- What to work on:
1. From the article below on PwC's 2019 banking outlook, list the things that many bank executives viewed as key to increased market presence or deeper market penetration.
2. Reproduce the passage of the article below on PwC's 2019 banking outlook, starting with "In spite of" and going on through "wake of recapitalisation.".
** Selected passage follows **
Exciting Times Await Banking Sector In 2019 — PwC

In spite of what many experts have described as a big turmoil in the financial services sector, PricewaterhouseCoopers (PwC) is predicting exciting times for the banking industry next year.

To be driven by digitisation, the international auditing firm is optimistic that the sector, which is now reeling under some serious challenges, will experience growth and exciting innovations, basing its argument on expected improvements in banks’ operational efficiency and increase in earning potential in the wake of recapitalisation.

With the Bank of Ghana’s (BoG’s) deadline for banks to meet the new minimum capital requirement of GH¢400 fast approaching, a survey on the banking sector by PwC suggested that banks were likely to deploy part of their increased capital into programmes that would help them  remain sustainable.

The report, released last week, said many bank executives were of the view that digital innovations, improved service delivery and enhanced customer experience were key to achieving increased market presence or deeper market penetration to enable banks to achieve cost efficiency in operations, as well as an increase in earning potential.

“We expect to see the “bold and quick” hit the streets with some innovative digital products that will excite customers about banking with some interesting experiences,” the report said.

Digitisation to drive growth

In view of the fact that the traditional route to the market involving physical branch expansion has over the past few years been characterised as outdated and expensive, the report suggested that expansion in the sector would be cushioned by digitisation.

BoG supervision

Since banks will continue to need help to realise their vision around operating efficiency and earning potential, the report suggested that the BoG must continue to examine surviving banks in the country with enhanced supervision and compliance even after the recapitalisation to ensure that challenges in the sector were detected early and dealt with.

“We expect the regulator to continue examining the remaining players through enhanced supervision and compliance across every aspect of their businesses, from governance to technology, to ensure that problems are identified early and nipped in the bud” it said.

According to the report, such help from the regulator must be in the form of formulating a strong market strategy, building customer-focused business models, fostering innovation and embedding it as part of banks’ DNA, data and analytics, entrenching digital systems for enhanced delivery experiences, all the time managing risk, regulations and capital proactively.
** End of Selected passage **
** Data under study follows **
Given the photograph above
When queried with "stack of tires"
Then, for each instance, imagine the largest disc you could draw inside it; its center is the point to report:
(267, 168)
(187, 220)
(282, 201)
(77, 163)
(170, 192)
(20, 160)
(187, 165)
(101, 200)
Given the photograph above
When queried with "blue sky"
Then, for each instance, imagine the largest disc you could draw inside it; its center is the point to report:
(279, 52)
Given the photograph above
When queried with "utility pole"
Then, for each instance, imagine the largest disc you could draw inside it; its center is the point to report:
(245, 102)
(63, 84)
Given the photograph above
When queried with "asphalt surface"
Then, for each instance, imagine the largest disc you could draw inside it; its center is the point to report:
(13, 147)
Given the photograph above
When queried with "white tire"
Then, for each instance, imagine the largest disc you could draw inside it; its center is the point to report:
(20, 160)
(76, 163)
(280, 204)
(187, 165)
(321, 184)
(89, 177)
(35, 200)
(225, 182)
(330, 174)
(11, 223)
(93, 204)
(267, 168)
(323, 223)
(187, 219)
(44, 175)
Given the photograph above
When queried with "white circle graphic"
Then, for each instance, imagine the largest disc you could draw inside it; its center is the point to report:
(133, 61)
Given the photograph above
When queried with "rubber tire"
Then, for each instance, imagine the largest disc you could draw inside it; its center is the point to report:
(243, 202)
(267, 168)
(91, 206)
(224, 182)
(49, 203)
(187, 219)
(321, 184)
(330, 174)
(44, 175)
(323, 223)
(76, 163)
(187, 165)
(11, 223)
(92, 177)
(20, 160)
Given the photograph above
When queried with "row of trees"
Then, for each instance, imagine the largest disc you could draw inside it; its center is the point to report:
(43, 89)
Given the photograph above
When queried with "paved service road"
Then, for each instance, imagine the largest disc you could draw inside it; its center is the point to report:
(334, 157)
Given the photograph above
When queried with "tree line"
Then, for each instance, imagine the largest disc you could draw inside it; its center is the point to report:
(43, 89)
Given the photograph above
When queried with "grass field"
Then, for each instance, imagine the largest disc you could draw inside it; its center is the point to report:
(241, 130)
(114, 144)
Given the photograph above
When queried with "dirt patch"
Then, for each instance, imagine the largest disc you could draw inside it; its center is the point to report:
** End of Data under study **
- Solutions to the exercise:
1.
- Digital innovations
- Improved service delivery
- Enhanced customer experience

2.
In spite of what many experts have described as a big turmoil in the financial services sector, PricewaterhouseCoopers (PwC) is predicting exciting times for the banking industry next year.

To be driven by digitisation, the international auditing firm is optimistic that the sector, which is now reeling under some serious challenges, will experience growth and exciting innovations, basing its argument on expected improvements in banks’ operational efficiency and increase in earning potential in the wake of recapitalisation.